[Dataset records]
::::::

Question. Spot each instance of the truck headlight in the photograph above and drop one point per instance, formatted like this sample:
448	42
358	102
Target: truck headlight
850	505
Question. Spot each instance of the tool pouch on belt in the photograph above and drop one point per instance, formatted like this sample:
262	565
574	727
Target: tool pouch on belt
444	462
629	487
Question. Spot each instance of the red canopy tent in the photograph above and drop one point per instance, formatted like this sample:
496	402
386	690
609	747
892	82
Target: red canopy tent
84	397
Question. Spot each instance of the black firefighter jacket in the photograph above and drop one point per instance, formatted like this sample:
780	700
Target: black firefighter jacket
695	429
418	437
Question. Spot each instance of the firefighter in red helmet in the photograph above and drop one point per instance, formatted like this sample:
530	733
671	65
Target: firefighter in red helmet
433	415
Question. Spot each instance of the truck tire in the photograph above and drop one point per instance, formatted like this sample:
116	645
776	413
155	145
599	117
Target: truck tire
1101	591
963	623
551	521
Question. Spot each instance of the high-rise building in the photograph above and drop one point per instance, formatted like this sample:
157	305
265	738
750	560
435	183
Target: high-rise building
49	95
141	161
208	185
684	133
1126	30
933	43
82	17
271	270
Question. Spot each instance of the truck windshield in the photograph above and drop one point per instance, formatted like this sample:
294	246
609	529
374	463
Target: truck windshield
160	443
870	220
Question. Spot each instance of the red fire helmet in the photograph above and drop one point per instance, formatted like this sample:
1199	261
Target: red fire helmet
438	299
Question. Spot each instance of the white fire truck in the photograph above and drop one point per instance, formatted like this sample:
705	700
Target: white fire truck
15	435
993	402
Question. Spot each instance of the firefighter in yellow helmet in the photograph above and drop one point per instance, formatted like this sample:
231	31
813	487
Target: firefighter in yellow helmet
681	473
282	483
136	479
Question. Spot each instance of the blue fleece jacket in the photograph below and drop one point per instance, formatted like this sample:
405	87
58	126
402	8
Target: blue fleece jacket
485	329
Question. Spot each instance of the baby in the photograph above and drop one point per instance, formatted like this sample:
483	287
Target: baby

::::::

§ The exercise: Reproduce only the lines of the material from the line containing "Question. Spot each instance of the firefighter in yellow" through the end of the material, requests included. Multiply every point coordinate in the answers by 2.45 and round to whole numbers with halves rounded up, leaving the numbers in the requests and their format samples unchanged.

§ Reply to the task:
Question. Spot each instance of the firefighter in yellow helmet in the photograph above and drop one point per instance, formatted like this sample:
231	31
813	487
Target: firefighter in yellow helmet
1668	1159
691	1183
333	1174
Question. Spot each instance of the blue fleece jacket in the photograph below and drop one point per instance, formatted like this sample:
405	87
58	126
402	8
Target: blue fleece jacket
1188	806
Question. Spot each instance of the baby in the photograph above and drop one point per instance, formatted like this sample:
483	287
Target: baby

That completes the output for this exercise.